- YOUR INSTRUCTIONS:
Copy the lines below verbatim, starting at the line that contains "Task: each <instance>" and ending after the line that contains "positive clicks: (105, 159) (109, 159)".
*** RAW DATA ***
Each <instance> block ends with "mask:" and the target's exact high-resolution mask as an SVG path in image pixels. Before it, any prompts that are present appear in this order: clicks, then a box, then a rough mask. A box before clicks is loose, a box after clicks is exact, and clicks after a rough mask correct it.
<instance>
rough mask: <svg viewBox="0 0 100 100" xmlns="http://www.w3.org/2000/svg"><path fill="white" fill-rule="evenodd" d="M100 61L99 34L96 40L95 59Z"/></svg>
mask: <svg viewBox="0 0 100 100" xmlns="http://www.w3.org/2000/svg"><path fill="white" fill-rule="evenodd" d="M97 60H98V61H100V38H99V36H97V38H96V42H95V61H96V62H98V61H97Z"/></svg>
***
*** RAW DATA ***
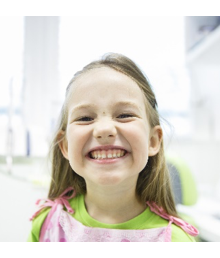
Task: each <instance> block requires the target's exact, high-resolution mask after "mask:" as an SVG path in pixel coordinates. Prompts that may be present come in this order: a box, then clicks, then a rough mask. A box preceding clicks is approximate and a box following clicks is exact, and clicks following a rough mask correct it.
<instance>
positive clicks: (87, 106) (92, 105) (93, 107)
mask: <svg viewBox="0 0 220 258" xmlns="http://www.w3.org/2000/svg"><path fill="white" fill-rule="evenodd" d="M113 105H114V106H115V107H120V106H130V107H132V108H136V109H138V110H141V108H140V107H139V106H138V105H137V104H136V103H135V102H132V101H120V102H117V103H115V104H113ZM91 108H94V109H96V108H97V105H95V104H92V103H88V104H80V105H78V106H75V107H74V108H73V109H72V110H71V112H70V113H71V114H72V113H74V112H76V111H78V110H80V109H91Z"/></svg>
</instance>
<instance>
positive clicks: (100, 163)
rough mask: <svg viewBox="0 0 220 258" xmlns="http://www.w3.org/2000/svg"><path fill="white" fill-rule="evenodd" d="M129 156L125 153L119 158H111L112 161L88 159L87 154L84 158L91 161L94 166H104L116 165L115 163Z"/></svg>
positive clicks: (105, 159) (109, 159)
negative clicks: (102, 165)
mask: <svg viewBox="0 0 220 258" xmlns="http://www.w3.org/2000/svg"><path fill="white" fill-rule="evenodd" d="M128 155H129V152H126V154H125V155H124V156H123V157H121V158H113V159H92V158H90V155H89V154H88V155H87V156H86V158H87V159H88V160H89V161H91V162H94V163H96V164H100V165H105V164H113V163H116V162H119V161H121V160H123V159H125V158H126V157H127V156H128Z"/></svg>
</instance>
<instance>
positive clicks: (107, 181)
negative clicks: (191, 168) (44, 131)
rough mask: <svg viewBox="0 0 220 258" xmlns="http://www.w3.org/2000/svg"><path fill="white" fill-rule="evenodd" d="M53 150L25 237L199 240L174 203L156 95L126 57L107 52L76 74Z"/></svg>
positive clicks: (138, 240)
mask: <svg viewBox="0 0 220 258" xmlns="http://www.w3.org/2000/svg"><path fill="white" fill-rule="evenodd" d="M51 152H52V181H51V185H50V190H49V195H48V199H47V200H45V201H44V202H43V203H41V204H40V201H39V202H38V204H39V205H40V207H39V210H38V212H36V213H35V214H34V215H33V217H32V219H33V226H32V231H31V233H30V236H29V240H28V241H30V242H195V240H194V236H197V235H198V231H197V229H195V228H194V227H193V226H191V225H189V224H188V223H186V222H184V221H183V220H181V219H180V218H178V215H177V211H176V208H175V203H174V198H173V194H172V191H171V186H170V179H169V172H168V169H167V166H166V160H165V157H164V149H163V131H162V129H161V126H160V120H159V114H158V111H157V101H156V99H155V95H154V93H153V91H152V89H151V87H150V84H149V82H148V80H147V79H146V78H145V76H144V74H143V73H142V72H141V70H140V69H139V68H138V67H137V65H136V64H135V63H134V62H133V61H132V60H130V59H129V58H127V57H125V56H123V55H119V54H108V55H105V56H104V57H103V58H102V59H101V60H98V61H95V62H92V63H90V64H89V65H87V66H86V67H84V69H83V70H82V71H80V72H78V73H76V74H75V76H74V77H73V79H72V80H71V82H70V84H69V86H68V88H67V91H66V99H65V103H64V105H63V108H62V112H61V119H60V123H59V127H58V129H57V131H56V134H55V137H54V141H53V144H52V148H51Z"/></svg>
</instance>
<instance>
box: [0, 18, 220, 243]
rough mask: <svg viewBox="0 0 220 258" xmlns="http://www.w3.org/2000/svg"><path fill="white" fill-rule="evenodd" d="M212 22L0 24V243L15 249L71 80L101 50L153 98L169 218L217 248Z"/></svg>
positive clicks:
***
- SOLUTION TO THE PROBLEM:
Task: each <instance> block requires the target's exact, high-resolution mask after "mask:" as an SVG path in pixel coordinates. Prompts that may be present come in this order: a box, then clicks, then a rough mask. A box preceding clicks is approximate and a box following clicks is exact, and clicks following a rough mask correct it.
<instance>
positive clicks: (87, 106) (92, 105) (93, 107)
mask: <svg viewBox="0 0 220 258" xmlns="http://www.w3.org/2000/svg"><path fill="white" fill-rule="evenodd" d="M113 105H114V106H115V107H120V106H130V107H132V108H136V109H138V110H141V108H140V107H139V106H138V105H137V104H136V103H135V102H132V101H120V102H117V103H115V104H113ZM91 108H94V109H96V108H97V105H95V104H92V103H88V104H80V105H78V106H75V107H74V108H73V109H72V110H71V112H70V113H71V114H72V113H74V112H76V111H78V110H80V109H91Z"/></svg>
</instance>
<instance>
positive clicks: (100, 163)
rough mask: <svg viewBox="0 0 220 258" xmlns="http://www.w3.org/2000/svg"><path fill="white" fill-rule="evenodd" d="M129 156L125 153L119 158H111L112 161L88 159L87 154L84 158L91 161L94 166H104L116 165L115 163Z"/></svg>
positive clicks: (105, 159) (109, 159)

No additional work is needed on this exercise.